── Extracted material ──

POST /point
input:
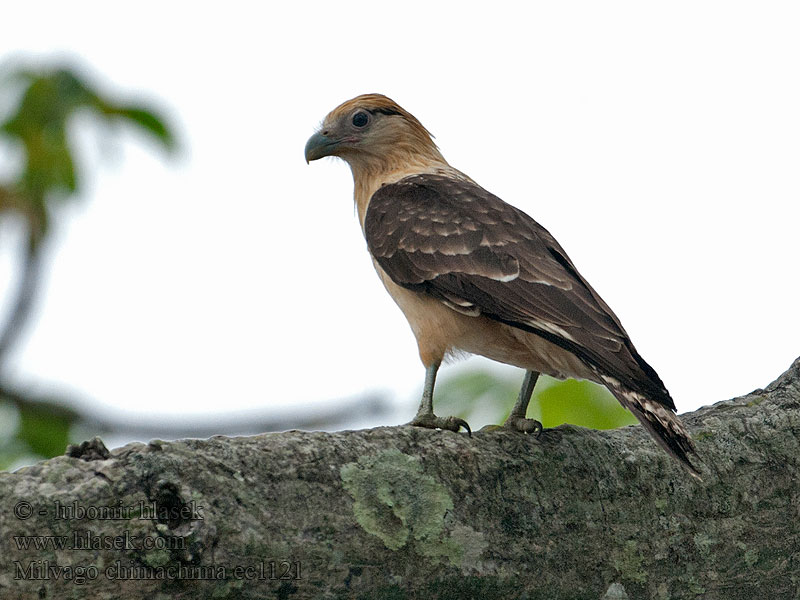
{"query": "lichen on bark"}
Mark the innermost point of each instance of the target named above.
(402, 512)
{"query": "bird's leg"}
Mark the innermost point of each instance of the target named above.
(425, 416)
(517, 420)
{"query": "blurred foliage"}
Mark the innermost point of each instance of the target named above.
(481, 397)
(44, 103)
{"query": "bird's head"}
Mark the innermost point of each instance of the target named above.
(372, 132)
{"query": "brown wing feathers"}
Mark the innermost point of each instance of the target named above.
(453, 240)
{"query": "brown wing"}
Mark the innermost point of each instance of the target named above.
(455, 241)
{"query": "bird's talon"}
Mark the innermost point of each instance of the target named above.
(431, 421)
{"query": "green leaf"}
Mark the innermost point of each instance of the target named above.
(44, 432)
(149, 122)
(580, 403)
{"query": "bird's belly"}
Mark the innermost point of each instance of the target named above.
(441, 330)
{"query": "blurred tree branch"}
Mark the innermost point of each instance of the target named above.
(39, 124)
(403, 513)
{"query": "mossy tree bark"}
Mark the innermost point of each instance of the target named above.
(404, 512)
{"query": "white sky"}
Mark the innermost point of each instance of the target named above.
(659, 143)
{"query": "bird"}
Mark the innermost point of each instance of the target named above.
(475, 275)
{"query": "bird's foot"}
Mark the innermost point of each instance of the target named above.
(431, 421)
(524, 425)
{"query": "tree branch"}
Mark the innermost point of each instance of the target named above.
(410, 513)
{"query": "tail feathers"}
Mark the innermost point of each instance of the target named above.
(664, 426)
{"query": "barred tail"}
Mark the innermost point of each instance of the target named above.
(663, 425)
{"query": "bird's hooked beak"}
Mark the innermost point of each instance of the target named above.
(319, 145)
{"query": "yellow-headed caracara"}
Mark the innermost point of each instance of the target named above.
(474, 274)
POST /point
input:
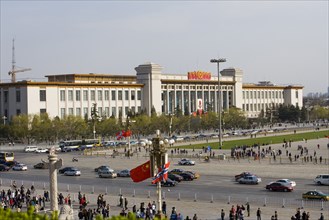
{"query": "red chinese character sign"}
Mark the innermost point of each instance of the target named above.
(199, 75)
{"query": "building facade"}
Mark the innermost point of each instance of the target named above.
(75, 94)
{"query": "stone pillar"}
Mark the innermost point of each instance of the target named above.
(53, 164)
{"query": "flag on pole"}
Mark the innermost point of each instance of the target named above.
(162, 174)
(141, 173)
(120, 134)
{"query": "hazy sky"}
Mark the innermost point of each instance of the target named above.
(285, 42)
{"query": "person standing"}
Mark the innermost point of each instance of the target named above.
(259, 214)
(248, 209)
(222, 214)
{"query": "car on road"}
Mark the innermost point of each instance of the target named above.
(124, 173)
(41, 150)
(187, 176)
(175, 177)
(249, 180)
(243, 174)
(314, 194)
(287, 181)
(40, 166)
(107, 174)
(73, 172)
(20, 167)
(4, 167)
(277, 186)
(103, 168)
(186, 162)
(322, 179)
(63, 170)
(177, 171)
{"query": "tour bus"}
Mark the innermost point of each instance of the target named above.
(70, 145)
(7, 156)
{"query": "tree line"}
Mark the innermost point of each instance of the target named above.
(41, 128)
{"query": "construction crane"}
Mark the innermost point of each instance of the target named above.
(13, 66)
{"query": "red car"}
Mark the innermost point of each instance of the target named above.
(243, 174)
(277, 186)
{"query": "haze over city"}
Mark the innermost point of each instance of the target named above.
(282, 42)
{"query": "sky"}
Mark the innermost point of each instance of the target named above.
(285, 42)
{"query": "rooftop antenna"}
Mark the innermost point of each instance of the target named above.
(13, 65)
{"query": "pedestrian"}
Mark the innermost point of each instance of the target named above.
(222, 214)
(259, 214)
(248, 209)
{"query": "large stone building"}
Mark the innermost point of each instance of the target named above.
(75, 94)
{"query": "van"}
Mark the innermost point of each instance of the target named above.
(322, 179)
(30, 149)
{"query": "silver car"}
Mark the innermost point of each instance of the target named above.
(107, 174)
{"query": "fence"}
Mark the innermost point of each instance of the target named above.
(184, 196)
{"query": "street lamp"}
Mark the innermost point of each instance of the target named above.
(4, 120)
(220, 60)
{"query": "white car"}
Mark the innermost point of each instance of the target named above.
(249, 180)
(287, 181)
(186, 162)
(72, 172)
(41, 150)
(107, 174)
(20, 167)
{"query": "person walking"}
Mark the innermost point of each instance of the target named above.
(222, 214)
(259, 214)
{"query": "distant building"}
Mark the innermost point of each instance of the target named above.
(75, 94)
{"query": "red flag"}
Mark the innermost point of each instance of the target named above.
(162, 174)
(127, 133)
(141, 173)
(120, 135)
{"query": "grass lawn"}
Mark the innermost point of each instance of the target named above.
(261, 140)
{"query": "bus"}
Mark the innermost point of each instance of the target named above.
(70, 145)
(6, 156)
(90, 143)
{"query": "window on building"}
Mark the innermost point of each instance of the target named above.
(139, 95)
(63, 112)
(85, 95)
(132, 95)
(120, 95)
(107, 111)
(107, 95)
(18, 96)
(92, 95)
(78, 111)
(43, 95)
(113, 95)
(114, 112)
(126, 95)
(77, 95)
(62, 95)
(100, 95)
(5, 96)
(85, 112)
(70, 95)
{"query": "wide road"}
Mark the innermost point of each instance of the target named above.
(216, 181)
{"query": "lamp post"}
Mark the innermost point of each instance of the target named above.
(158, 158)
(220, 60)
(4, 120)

───
── Extracted material ──

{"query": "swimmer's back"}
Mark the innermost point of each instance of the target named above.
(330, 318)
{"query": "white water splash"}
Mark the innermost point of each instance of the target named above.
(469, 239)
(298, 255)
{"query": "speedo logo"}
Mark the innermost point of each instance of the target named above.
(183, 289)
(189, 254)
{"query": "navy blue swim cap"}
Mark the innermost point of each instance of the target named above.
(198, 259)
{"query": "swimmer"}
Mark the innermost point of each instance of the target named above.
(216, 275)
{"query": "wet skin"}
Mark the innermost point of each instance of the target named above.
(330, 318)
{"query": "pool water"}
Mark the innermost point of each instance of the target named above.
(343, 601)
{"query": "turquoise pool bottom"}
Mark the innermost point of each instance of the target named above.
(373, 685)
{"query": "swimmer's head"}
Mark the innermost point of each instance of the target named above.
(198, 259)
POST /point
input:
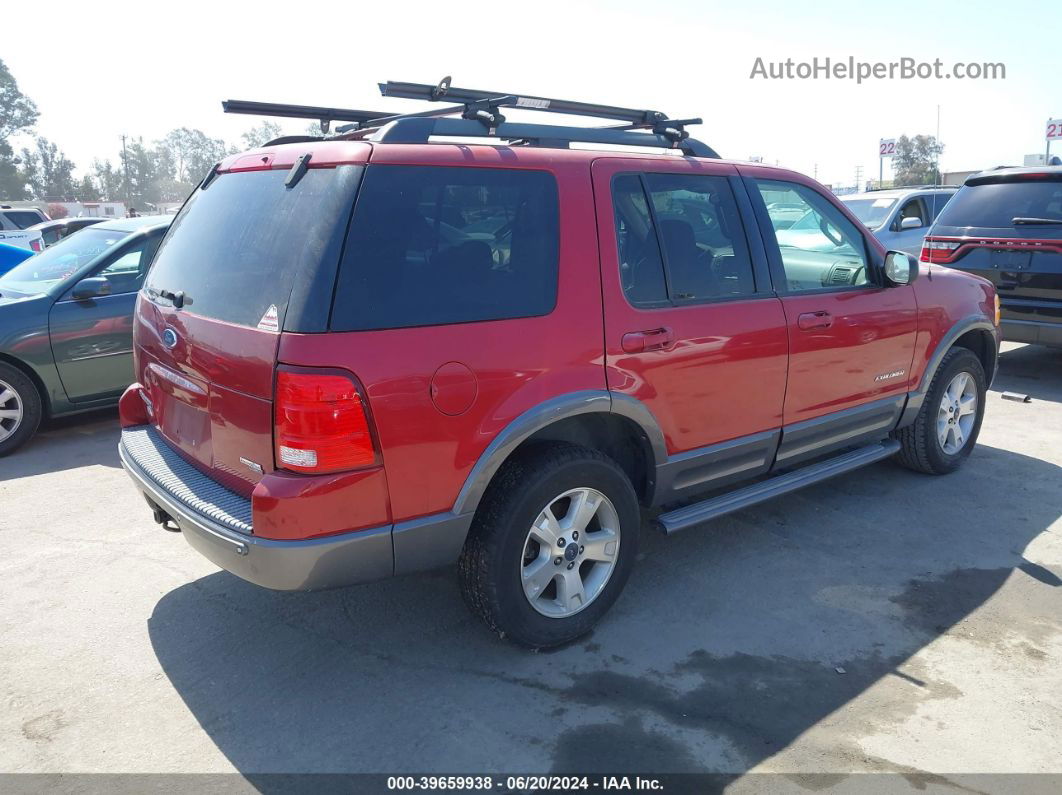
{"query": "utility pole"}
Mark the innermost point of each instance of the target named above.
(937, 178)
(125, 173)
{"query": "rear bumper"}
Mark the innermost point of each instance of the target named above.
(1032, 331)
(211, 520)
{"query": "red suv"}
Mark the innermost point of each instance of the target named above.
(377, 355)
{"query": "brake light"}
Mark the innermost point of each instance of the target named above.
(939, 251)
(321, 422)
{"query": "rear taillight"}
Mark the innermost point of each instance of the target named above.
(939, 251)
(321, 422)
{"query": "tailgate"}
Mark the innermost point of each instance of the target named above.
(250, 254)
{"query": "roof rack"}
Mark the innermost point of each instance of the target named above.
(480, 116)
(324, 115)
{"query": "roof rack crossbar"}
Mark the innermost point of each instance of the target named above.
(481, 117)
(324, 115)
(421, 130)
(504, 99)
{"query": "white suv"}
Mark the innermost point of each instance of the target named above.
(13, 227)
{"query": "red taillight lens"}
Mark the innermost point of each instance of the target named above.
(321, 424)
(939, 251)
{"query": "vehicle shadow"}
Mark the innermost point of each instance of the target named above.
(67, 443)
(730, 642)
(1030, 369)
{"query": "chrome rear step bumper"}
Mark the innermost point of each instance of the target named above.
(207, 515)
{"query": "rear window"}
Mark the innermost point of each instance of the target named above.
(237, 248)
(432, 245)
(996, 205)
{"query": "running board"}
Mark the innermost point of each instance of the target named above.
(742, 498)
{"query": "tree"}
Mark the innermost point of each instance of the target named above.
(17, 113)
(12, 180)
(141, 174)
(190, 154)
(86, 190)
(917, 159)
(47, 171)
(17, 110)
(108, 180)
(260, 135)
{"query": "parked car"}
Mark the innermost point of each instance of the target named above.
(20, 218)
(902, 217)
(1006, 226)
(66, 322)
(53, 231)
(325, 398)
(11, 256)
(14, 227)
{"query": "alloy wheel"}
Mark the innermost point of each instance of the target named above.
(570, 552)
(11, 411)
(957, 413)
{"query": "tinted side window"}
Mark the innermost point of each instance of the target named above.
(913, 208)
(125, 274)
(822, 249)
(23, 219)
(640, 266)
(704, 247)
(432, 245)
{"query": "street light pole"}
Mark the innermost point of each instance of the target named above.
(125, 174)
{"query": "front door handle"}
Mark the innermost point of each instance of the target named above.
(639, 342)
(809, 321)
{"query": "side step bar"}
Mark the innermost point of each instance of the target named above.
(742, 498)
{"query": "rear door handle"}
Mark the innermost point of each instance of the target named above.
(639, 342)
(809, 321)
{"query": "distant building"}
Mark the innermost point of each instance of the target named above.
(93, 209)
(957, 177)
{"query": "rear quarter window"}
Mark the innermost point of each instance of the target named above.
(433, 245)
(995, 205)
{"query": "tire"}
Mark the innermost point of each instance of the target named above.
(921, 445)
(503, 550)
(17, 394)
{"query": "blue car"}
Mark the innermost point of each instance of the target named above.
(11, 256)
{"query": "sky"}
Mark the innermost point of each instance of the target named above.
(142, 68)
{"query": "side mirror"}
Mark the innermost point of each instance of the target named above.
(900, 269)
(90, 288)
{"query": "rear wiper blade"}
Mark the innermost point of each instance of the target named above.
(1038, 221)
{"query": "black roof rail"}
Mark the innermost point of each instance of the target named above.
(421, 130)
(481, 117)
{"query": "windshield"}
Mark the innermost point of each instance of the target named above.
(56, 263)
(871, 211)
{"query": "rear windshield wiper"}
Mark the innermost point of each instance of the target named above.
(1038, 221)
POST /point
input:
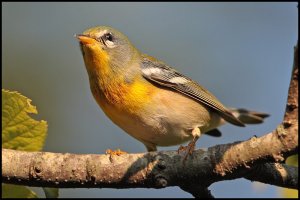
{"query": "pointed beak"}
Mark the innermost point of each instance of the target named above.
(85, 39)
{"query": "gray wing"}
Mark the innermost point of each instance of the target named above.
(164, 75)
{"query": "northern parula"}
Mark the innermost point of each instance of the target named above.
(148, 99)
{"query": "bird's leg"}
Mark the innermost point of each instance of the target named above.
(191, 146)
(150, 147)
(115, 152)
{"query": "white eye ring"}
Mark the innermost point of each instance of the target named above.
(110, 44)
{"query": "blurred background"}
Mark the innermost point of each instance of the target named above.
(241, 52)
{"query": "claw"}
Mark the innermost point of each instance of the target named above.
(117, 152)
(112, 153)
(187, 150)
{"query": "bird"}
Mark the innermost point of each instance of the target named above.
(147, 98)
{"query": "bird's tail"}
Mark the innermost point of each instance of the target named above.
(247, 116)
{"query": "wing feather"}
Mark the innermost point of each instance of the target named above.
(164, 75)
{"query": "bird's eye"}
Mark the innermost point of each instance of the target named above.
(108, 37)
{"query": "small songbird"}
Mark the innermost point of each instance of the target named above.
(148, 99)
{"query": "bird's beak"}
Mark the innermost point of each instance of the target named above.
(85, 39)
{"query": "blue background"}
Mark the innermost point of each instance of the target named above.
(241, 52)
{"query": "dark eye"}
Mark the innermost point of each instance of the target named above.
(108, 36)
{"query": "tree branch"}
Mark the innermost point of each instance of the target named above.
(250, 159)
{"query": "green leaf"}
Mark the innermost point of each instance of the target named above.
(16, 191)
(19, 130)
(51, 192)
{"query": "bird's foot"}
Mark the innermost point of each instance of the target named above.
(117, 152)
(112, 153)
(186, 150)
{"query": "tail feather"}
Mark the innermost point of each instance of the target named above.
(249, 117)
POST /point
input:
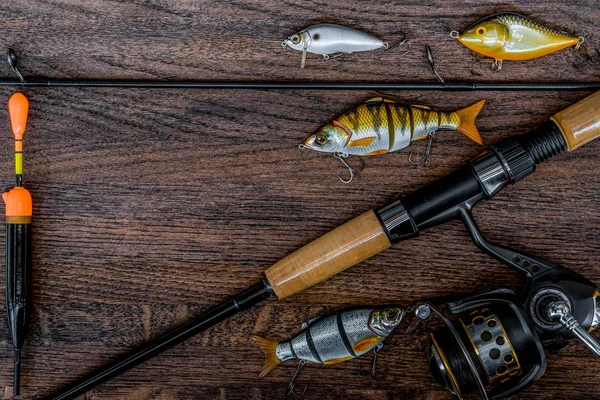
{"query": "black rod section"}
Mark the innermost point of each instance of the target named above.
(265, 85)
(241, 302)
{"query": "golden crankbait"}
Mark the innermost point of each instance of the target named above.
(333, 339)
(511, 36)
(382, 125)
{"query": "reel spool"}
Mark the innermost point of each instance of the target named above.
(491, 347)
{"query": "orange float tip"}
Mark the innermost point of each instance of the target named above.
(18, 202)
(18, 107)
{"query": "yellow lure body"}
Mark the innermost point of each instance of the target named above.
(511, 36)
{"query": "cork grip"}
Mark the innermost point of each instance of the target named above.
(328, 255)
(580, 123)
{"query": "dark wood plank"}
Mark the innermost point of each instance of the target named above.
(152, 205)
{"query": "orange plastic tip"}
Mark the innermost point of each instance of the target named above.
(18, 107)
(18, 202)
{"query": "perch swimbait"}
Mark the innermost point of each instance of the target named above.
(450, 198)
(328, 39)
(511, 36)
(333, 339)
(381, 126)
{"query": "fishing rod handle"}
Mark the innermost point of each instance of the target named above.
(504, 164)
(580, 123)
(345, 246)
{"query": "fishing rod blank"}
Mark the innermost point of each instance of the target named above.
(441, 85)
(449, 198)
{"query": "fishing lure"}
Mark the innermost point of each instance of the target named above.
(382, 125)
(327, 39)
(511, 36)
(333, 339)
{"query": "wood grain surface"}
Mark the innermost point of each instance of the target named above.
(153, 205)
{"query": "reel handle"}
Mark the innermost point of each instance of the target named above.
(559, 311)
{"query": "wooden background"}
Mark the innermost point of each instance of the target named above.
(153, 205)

───
── Extracted material ──

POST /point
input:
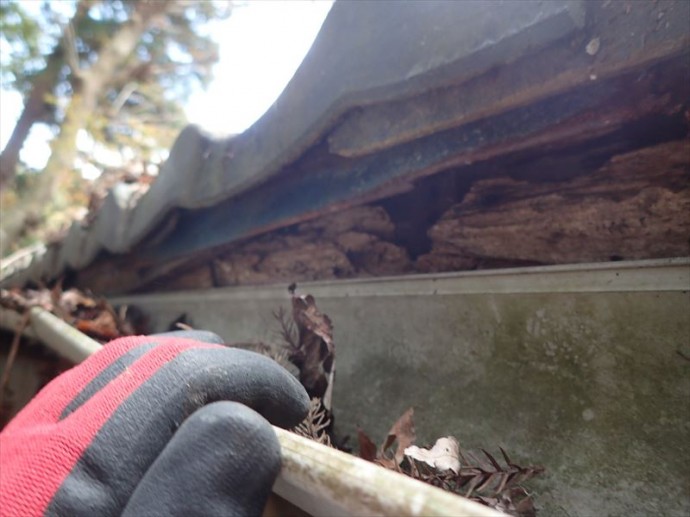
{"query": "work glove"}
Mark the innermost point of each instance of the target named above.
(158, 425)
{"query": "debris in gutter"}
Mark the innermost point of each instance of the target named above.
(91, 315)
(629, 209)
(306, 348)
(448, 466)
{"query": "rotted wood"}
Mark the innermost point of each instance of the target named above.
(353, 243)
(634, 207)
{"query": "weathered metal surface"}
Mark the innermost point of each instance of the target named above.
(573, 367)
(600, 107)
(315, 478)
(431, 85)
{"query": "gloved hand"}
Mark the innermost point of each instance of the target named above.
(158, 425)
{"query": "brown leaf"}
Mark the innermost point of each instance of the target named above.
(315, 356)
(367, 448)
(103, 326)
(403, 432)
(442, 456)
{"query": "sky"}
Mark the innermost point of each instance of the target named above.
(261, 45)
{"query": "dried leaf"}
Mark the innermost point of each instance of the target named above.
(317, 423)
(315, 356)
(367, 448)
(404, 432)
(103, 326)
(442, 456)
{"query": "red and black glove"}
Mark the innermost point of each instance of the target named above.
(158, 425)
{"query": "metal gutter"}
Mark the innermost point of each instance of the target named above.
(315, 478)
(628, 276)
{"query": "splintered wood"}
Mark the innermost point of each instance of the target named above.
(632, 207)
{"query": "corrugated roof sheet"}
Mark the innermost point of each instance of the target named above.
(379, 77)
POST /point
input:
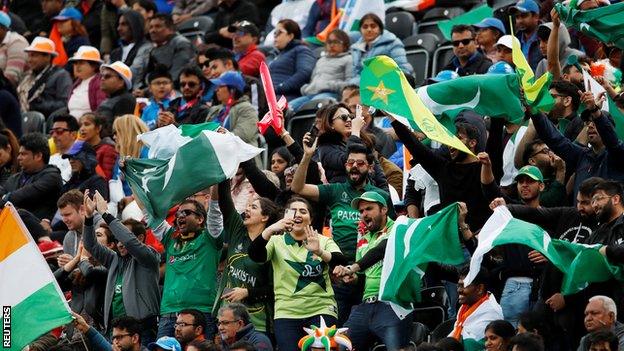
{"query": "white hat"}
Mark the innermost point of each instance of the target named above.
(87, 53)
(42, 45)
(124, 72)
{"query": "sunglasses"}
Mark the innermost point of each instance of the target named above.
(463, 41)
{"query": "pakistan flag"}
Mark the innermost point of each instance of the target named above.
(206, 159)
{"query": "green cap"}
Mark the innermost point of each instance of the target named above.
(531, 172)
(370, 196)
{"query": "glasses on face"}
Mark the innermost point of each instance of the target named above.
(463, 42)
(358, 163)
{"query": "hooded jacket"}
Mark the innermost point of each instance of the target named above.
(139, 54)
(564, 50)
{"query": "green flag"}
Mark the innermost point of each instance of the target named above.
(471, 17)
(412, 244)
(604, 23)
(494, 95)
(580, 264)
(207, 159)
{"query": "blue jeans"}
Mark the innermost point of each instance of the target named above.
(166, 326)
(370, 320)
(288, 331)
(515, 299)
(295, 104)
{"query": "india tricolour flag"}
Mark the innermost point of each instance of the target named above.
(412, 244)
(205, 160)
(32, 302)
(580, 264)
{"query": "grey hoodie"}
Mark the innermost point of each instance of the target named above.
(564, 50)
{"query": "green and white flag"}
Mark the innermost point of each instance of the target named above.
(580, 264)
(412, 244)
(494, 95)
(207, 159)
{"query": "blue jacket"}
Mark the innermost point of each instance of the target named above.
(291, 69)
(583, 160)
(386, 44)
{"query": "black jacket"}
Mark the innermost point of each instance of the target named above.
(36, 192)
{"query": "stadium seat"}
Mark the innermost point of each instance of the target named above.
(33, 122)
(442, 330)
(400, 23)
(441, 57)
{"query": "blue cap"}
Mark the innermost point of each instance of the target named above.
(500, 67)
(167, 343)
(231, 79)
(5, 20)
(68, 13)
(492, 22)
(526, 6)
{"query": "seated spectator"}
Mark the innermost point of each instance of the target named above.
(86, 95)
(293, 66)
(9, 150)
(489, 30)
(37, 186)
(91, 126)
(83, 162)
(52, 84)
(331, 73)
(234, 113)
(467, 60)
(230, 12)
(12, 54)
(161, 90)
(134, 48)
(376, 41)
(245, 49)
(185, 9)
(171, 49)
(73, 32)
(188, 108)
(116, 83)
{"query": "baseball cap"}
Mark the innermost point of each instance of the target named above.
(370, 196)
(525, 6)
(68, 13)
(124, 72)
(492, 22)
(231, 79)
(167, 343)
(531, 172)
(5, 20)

───

Locate every line in the records that contains the word "swimmer", and copy each such line out in full.

{"query": "swimmer's back"}
{"query": "swimmer"}
{"query": "swimmer's head"}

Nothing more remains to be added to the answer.